Requirement 1. From the piece on Finemere Wood, copy the stretch from "James has always" through "Whitecross Green Wood.".
Requirement 2. According to the piece on Finemere Wood, why is the writer not surprised that James once won the Rock of Gibraltar Run and held its record time? Answer in one to three sentences.

Passage to read.
-- Opening Marker --
Ramblings from Finemere Wood

Ramblings from Finemere Wood

Bluebells by Josh Raper - Conservation Media

Who are the volunteers who keep Finemere Wood as a haven for wildlife, and why do they volunteer for BBOWT? Charlotte introduces you to another of her trusty team.

Finemere Wood has stunned us once again with its majestic carpet of bluebells. For me, a sight more emotive than ever before, having missed out on it last year.

The natural world has kept me grounded through this challenging era. My endless wanderings around fields and open spaces, noticing flowers, butterflies and tuning into birdsong has been uplifting. But it has also been reassuring, as I observe how the cycles of nature continue regardless of the pandemic.

The volunteers have weathered the storm and now return to the woods to immerse themselves in this healing, nourishing sanctuary.


James, one of the Finemere Wood volunteers. Photo by Charlotte Karmali

James, a dynamo, knows only one speed, fast. He started his working life in the Royal Navy, where at the tender age of 19 he took part in the Rock of Gibraltar Run. He won and held the record time for a couple of years.

This revelation does not surprise me in the least, having observed how he works in the wood. From here through accountancy and financial services to, ultimately, a senior corporate financial planner with the Lloyds Group.

James has always had an affinity with woodland. His decision to join the Finemere team, following a BBOWT wood management course, was easy. The prospect of a slice of homemade cake adding the finishing touch.

James can also be found in the wilds on a Tuesday with the Upper Ray volunteers, in the floodplain meadows of the River Ray, or other woodland reserves such as Rushbeds Wood and Whitecross Green Wood.
-- Closing Marker --
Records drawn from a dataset
-- Opening Marker --
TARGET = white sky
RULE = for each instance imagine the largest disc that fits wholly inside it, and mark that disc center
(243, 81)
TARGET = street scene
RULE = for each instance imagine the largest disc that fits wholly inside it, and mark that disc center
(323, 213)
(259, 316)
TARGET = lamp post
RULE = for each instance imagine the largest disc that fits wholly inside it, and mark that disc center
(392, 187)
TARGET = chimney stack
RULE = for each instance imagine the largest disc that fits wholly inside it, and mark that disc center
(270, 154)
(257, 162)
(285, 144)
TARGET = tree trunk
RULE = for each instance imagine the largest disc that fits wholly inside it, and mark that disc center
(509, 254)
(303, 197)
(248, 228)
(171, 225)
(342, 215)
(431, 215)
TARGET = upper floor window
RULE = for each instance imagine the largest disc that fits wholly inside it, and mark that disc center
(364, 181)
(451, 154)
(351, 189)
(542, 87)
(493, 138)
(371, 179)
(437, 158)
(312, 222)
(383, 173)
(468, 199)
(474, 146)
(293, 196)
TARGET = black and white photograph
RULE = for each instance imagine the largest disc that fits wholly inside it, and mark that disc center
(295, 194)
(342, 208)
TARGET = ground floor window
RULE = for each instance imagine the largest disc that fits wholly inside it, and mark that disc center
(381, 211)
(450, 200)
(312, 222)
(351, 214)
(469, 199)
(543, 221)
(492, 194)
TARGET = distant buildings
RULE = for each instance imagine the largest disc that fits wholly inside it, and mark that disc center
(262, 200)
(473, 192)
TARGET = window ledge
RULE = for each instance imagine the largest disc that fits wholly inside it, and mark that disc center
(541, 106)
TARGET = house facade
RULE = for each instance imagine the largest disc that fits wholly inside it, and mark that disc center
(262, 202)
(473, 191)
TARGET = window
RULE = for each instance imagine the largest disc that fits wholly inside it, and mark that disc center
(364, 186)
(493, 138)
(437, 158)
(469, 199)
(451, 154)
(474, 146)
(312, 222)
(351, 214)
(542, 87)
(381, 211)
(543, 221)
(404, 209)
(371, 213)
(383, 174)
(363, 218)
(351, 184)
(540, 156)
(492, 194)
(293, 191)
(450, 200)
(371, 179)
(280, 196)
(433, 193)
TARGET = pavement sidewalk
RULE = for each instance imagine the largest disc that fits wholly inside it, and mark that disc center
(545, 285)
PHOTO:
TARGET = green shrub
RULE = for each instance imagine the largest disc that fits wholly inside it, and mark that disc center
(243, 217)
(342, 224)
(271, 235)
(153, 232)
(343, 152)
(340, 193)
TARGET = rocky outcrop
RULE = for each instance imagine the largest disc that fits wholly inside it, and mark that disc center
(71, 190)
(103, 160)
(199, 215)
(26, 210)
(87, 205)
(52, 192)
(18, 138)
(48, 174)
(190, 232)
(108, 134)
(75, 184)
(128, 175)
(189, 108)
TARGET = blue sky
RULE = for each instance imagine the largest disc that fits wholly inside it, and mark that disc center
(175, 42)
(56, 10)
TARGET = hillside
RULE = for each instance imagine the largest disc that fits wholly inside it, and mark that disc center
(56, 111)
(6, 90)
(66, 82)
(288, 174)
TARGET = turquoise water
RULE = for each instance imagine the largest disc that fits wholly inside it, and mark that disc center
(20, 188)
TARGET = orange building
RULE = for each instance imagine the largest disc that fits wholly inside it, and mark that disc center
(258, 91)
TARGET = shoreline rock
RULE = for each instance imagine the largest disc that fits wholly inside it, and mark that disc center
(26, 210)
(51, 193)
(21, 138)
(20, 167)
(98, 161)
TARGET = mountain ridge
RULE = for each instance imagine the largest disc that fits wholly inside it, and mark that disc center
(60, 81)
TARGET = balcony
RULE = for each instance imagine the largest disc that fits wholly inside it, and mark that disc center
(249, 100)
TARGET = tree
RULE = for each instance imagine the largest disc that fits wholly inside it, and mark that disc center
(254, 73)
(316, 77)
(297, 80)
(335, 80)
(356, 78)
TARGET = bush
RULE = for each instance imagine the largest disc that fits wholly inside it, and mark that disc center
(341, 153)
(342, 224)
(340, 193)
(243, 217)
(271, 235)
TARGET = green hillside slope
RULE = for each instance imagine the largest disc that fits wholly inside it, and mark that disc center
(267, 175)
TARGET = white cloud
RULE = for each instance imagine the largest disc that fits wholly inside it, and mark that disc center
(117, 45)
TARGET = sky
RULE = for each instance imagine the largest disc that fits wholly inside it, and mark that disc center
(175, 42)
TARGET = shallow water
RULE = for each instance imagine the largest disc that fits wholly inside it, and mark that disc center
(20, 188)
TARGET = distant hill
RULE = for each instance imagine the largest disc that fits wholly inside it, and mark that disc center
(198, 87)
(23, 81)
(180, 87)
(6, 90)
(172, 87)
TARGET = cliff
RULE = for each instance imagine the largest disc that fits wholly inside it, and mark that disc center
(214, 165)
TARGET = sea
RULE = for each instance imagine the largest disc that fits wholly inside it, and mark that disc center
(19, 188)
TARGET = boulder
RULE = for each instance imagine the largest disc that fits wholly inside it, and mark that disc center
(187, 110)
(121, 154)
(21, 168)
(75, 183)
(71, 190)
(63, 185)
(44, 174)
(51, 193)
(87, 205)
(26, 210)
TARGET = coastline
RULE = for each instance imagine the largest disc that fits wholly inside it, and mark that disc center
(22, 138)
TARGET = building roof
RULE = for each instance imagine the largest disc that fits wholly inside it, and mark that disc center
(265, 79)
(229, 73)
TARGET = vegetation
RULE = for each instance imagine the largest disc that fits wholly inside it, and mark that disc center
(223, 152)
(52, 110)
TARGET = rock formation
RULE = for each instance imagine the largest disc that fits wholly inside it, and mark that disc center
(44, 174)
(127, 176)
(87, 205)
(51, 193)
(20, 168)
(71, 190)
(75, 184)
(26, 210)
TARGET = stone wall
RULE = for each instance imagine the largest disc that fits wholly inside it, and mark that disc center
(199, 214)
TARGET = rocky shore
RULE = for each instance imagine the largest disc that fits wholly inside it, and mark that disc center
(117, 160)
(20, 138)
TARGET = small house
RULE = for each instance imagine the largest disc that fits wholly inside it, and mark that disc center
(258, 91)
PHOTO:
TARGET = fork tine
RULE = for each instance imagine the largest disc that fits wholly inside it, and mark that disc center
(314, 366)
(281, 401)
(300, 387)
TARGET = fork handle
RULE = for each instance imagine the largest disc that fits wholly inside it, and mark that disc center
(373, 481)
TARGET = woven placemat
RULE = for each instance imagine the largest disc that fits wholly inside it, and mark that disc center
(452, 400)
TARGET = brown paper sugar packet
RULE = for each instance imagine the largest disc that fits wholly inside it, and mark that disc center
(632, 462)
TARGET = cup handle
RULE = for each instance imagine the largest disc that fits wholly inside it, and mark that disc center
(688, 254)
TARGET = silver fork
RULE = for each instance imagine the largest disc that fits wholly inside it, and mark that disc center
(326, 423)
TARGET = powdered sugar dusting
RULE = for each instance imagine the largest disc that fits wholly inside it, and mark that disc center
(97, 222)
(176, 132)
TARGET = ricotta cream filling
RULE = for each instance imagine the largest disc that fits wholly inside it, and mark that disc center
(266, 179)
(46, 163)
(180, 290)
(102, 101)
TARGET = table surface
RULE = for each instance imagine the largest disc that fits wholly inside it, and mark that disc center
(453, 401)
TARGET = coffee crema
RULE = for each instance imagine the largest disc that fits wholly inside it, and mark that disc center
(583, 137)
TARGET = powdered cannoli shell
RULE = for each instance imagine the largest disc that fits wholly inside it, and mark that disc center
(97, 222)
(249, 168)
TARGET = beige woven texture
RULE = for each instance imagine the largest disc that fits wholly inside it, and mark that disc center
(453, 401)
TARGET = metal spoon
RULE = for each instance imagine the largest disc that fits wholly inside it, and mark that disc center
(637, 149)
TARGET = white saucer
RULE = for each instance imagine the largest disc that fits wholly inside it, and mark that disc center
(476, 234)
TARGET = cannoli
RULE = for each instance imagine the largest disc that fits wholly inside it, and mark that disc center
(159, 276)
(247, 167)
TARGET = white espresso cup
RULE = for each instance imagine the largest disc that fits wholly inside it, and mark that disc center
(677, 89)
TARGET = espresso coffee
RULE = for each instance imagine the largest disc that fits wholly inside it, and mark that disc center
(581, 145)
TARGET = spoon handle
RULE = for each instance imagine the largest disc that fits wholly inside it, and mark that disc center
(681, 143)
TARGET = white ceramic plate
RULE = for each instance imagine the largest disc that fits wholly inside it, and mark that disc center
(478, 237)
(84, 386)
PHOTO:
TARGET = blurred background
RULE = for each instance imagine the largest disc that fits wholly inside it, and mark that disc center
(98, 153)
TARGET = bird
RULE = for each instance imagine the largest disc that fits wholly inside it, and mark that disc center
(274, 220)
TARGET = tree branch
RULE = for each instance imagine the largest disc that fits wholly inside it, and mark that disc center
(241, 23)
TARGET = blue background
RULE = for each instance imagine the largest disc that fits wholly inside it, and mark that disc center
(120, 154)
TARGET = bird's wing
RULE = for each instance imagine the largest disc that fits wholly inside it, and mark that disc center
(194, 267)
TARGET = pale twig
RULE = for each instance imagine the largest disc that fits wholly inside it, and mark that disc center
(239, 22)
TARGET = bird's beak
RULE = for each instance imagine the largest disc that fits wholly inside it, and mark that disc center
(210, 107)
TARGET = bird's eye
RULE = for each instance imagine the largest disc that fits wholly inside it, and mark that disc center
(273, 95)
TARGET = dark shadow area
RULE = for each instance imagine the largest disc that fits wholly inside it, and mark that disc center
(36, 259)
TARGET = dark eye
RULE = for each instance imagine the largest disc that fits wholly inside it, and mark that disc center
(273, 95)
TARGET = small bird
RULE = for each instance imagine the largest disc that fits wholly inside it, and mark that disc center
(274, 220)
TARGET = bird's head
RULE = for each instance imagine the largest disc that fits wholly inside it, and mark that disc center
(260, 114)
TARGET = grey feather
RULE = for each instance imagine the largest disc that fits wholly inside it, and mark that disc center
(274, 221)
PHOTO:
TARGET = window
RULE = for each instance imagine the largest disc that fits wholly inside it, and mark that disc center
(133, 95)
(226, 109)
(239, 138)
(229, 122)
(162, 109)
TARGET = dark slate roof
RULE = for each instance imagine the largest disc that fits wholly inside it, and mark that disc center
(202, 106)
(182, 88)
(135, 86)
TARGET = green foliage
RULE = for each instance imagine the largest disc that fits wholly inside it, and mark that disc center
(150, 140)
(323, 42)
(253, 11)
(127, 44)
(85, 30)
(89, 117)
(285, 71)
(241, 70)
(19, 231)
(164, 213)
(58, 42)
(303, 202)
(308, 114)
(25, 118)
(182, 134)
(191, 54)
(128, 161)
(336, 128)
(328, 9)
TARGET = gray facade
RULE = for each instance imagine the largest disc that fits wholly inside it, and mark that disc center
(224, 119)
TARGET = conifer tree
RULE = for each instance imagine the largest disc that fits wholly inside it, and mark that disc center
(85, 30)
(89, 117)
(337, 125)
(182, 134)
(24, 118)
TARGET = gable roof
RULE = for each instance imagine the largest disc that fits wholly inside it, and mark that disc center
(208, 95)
-- Closing Marker --
Exercise result 1.
James has always had an affinity with woodland. His decision to join the Finemere team, following a BBOWT wood management course, was easy. The prospect of a slice of homemade cake adding the finishing touch.

James can also be found in the wilds on a Tuesday with the Upper Ray volunteers, in the floodplain meadows of the River Ray, or other woodland reserves such as Rushbeds Wood and Whitecross Green Wood.

Exercise result 2. The writer has watched how James works in the wood. He is described as a dynamo who knows only one speed, fast.